[Data entries]
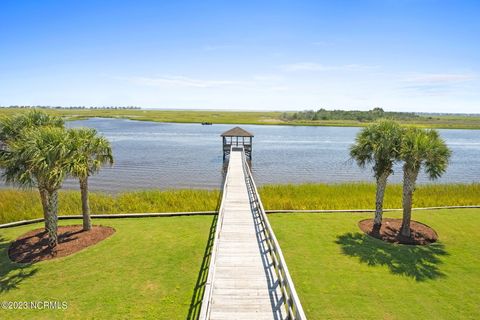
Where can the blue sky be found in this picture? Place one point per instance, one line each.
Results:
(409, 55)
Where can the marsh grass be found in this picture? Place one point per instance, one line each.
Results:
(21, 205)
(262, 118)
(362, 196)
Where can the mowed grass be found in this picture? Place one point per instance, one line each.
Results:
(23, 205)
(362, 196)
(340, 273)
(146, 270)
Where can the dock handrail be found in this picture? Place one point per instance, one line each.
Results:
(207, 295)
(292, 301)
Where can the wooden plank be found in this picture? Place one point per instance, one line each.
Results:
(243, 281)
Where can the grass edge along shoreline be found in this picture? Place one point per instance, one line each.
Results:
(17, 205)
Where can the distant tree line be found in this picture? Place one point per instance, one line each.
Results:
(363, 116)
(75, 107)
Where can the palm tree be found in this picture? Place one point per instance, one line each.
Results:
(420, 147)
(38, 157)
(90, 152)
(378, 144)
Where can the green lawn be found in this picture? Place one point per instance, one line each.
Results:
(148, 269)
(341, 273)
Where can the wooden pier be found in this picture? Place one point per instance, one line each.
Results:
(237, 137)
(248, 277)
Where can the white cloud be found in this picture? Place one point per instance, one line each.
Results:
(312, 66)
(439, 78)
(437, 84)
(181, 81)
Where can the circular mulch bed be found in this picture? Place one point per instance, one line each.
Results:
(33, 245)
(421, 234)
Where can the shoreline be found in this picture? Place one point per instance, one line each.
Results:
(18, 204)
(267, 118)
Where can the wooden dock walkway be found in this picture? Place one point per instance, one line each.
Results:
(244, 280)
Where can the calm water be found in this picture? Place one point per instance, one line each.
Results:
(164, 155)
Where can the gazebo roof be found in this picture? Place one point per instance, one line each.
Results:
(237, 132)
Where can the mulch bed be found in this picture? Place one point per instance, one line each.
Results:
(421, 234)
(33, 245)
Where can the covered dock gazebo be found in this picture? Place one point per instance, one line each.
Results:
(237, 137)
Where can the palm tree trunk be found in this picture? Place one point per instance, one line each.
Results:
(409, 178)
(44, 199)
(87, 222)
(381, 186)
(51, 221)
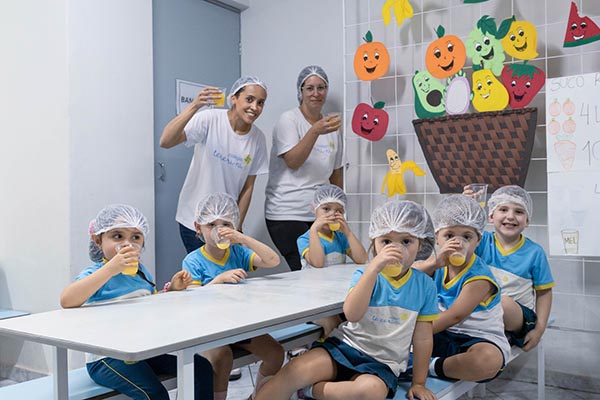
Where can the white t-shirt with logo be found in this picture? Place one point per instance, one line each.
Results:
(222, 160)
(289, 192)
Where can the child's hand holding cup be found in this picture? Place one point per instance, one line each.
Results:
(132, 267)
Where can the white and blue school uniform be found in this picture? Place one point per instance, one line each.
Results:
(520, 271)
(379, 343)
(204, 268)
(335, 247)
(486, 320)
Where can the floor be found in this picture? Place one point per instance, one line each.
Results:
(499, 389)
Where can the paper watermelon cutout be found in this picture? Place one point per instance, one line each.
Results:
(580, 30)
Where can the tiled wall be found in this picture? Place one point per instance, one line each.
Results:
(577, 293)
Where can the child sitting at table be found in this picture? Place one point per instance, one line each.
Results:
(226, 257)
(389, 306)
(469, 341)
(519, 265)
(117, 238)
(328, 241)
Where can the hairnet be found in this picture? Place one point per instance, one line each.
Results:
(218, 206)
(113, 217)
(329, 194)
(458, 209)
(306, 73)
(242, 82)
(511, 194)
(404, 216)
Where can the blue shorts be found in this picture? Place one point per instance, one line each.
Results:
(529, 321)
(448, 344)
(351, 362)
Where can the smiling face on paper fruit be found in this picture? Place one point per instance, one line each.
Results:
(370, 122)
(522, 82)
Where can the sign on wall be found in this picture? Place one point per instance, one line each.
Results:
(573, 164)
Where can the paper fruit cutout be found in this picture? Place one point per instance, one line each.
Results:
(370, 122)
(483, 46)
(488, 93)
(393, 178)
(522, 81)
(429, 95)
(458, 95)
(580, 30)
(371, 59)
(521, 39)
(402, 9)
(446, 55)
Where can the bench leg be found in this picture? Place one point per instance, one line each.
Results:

Your task = Print the data again word for word, pictures excluded.

Answer box =
Where can the blue sky be found in this picture? Place one point per instance, one line each.
Results:
(409, 55)
Where can the marsh grass be found in this picture? Place one point per instance, one line each.
Results:
(21, 205)
(262, 118)
(362, 196)
Where can the mowed grass be found in this picture? Place one point per instance, one line each.
Results:
(23, 205)
(362, 196)
(340, 273)
(146, 270)
Where can the dock handrail be found in this picture? Place one point per instance, one line each.
Results:
(207, 295)
(292, 301)
Where can the wooden plank be found in this picture? Place one point per instance, one line each.
Results:
(243, 281)
Where can the grass edge along shoreline be found in this picture? Place one point per instance, one line each.
Results:
(17, 205)
Where can the distant tree line be found in this picture? Place one point per instance, one line each.
Results:
(363, 116)
(75, 107)
Where can the palm tree be found in this picture? Place one point per instance, one line each.
Results:
(420, 147)
(38, 157)
(90, 152)
(378, 144)
Where can the green lawn be found in this picture? Place one point per instance, one line each.
Results:
(148, 269)
(341, 273)
Where can the wooden pier be found in this picture? Place one point per instance, one line each.
Results:
(237, 137)
(248, 277)
Where can the white cloud be found in this picture? Place one point per instance, one line each.
Results:
(312, 66)
(439, 78)
(437, 84)
(181, 81)
Where can the circular mulch bed be found in this picture? Place one point per instance, one line each.
Results:
(33, 245)
(421, 234)
Where can the shoreline be found in this picture? Place one point per instance, one line each.
Results:
(18, 204)
(267, 118)
Where can the wooden dock walkway be found in this picture? Place one point per instance, one line each.
Results:
(244, 280)
Where can the calm water be found in this picture? Place one point per instance, one line each.
Results:
(164, 155)
Where can the gazebo roof be found in this picture? Place one point per instance, one line each.
Results:
(237, 132)
Where can the mulch bed be found in this picture? Place one point per instance, one line each.
Results:
(421, 234)
(33, 245)
Where can the covered dock gazebo be found in this picture? Place one point per instance, one line each.
Results:
(237, 137)
Where can the palm tree trunk be found in this picture? Place one point per instance, one line each.
Results:
(409, 178)
(44, 199)
(87, 222)
(381, 186)
(51, 221)
Where can the white t-shirt with logo be found in this picture? Place one point per instance, one line each.
Results:
(222, 160)
(289, 192)
Where can the child's hand holding cup be found in this picture? Place one point per instance, one line each.
Results:
(132, 267)
Where can the white and blue school uniform be found in this picture? Place one point per instance, one line each.
Results:
(520, 271)
(379, 343)
(204, 268)
(335, 247)
(486, 320)
Where can the floor be found in this picture? Place one point per instance, one line each.
Results:
(499, 389)
Where can the paper watermelon cutout be found in this picture? Place one point per instance, one line each.
Results:
(580, 30)
Where can the tiled wall be found in this picture? Place one point per instance, one line each.
Results:
(577, 293)
Where can the child sitting at table be found in this picture? Place one point per instance, one line each.
Results:
(226, 257)
(389, 306)
(469, 341)
(519, 265)
(117, 238)
(328, 241)
Where can the hairnet be found in this picture? Place one point per instance, one line each.
Results:
(218, 206)
(113, 217)
(329, 194)
(458, 209)
(306, 73)
(242, 82)
(511, 194)
(404, 216)
Where can the blue shorts be found in this picture? Place one point per instance, one line each.
Results:
(529, 321)
(448, 344)
(351, 362)
Where can the smiling face on paper fruit be found in this picture? Place one point per instance, one line each.
Results:
(370, 122)
(522, 82)
Where can the sign on wall be found in this picture? Place one point per instance, one line each.
Results:
(573, 164)
Where can the paper fruit cutout be found in this picture? Place one point per instance, one line each.
Results:
(370, 122)
(483, 46)
(488, 93)
(393, 178)
(522, 81)
(429, 95)
(458, 95)
(580, 30)
(371, 59)
(521, 39)
(402, 9)
(446, 55)
Where can the bench leg be found in this picture? Place one point per instance, one line each.
Results:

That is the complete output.